There were no clinically meaningful changes from screening observed for any mean hematology or mean chemistry laboratory parameters during the study (data not shown). One patient at Day 0 had a mild increase of transaminases that was considered possibly related to treatment with amifampridine phosphate. During the run-in period, when all participants were receiving amifampridine, 11 (84.6%) patients reported at least one AE (Table S2, Online Resource 3).
Primary efficacy end point
The primary efficacy end point was the change from Day 0 in HFMSE. A statistically significant improvement in HFMSE was observed in patients receiving amifampridine compared to those receiving placebo (LS MD = 0.729; 95% CI from 0.22 to 1.37; p = 0.0083) (Table 3). No significant period or carryover effects were observed in the model (p = 0.9449 and p = 0.1931, respectively). The percentage of HFMSE improved residual impairment for the different phases of the study (Table S3) and spaghetti plots describing randomized patients (Figure S2) are available in Online Resource 3.

=======

- **Your tasks**:
a) Write out the passage from the clinical trial results from "There were no" to "Online Resource 3).".
b) Continue the clinical trial results from where they stop.

- **Stored data**:
=======

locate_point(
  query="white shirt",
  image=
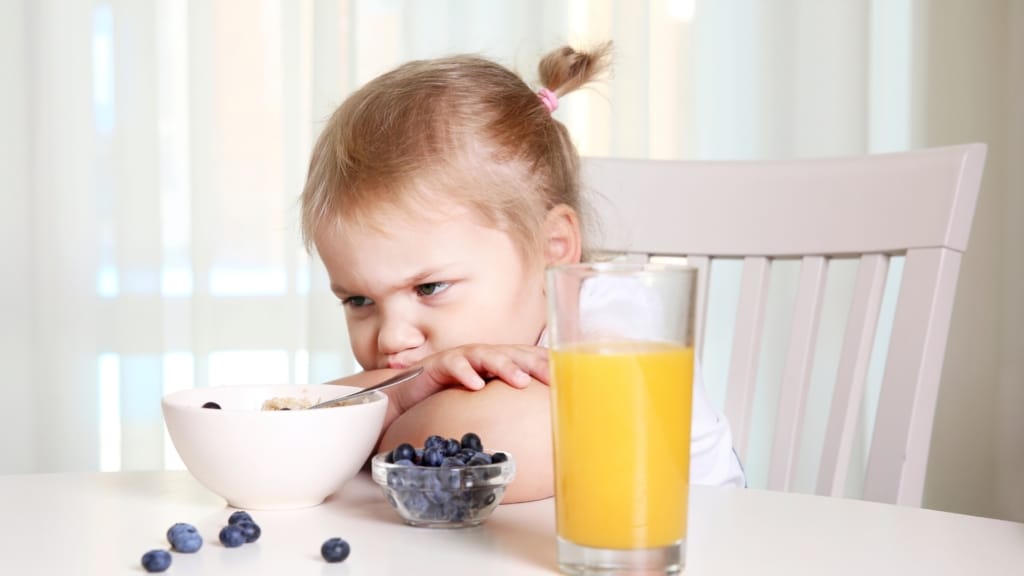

=======

- **Answers provided**:
a)
There were no clinically meaningful changes from screening observed for any mean hematology or mean chemistry laboratory parameters during the study (data not shown). One patient at Day 0 had a mild increase of transaminases that was considered possibly related to treatment with amifampridine phosphate. During the run-in period, when all participants were receiving amifampridine, 11 (84.6%) patients reported at least one AE (Table S2, Online Resource 3).

b)
Secondary efficacy end points
For the secondary efficacy end points, no significant differences from day 0 were observed in patients while receiving amifampridine compared to those receiving placebo in the 6-MWT, rising from the floor, rising from the chair, climbing four steps, or walking 10 m (Table 3). No significant period or carryover effects for all the secondary efficacy outcomes were observed.
In the INQoL exploratory analysis, amifampridine showed a statistically significant improvement in the fatigue subscale (p = 0.0081) and a significant reduction in the expected treatment effect subscale (p = 0.0120) compared to placebo, while for all other subscale scores the difference was non-significant (Table 3). A significant carryover effect was observed for pain (p = 0.0160) and emotions (p = 0.0237) subscales, while no significant period or carryover effects were observed for all the other INQoL subscales.
Classification of evidence
This investigation was designed to primarily evaluate the safety of amifampridine in ambulatory SMA Type 3 patients and to assess its efficacy by means of an improvement of the HFMSE. SMA-001 study provided Class II evidence that AP was safe and effective in treating ambulatory patients affected by SMA Type 3.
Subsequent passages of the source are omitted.